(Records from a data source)
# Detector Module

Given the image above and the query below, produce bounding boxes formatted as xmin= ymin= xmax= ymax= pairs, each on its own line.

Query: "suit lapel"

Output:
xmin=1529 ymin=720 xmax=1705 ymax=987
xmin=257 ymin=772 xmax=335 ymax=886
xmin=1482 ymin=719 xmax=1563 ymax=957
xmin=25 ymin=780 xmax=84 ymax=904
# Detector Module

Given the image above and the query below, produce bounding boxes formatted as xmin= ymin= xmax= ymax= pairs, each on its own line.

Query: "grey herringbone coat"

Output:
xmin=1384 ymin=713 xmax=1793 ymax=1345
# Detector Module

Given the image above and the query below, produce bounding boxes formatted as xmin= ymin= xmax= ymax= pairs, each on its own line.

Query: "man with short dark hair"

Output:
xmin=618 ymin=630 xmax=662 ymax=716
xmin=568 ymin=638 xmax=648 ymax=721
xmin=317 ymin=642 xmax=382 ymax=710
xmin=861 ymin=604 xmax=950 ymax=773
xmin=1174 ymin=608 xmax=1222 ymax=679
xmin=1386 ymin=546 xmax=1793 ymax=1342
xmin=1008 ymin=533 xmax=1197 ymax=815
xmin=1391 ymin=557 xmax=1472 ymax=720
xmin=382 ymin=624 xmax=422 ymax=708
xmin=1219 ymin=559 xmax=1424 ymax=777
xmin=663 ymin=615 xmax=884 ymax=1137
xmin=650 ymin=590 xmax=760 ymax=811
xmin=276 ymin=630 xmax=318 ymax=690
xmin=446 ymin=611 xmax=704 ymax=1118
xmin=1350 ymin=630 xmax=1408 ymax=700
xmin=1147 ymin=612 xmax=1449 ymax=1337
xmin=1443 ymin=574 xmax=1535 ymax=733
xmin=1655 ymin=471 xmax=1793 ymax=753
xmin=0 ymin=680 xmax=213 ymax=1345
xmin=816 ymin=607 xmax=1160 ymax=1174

» How to complete this task:
Could you write out all the data exactly as it is given?

» Exercise answer:
# Detector Module

Given the image above and the query below, produce bounding boxes formatted as xmin= ymin= xmax= ymax= pairs, each on its own line.

Query: "suit lapel"

Output:
xmin=1529 ymin=720 xmax=1705 ymax=987
xmin=257 ymin=772 xmax=335 ymax=886
xmin=1482 ymin=719 xmax=1563 ymax=957
xmin=25 ymin=780 xmax=84 ymax=904
# Detector Module

Given the image above and the query below, produce bounding boxes formatted as xmin= ymin= xmax= ymax= pairs, each on its own line.

Query: "grey herringbone coat"

Output:
xmin=1384 ymin=713 xmax=1793 ymax=1345
# Detector Module

Given the image above and the query below, produce bounding boxes formatted as xmin= ymin= xmax= ymax= pairs, each on its own line.

Query: "man with short dark hair"

Output:
xmin=618 ymin=630 xmax=662 ymax=716
xmin=568 ymin=638 xmax=648 ymax=721
xmin=317 ymin=642 xmax=382 ymax=710
xmin=861 ymin=604 xmax=950 ymax=773
xmin=1174 ymin=608 xmax=1222 ymax=679
xmin=1386 ymin=546 xmax=1793 ymax=1342
xmin=1008 ymin=533 xmax=1197 ymax=815
xmin=1391 ymin=557 xmax=1472 ymax=720
xmin=382 ymin=624 xmax=422 ymax=708
xmin=1219 ymin=559 xmax=1424 ymax=777
xmin=663 ymin=615 xmax=884 ymax=1137
xmin=650 ymin=590 xmax=760 ymax=811
xmin=276 ymin=630 xmax=318 ymax=690
xmin=446 ymin=611 xmax=704 ymax=1118
xmin=1350 ymin=630 xmax=1408 ymax=700
xmin=1147 ymin=612 xmax=1449 ymax=1337
xmin=1443 ymin=574 xmax=1535 ymax=733
xmin=1655 ymin=471 xmax=1793 ymax=753
xmin=0 ymin=680 xmax=213 ymax=1345
xmin=816 ymin=607 xmax=1160 ymax=1174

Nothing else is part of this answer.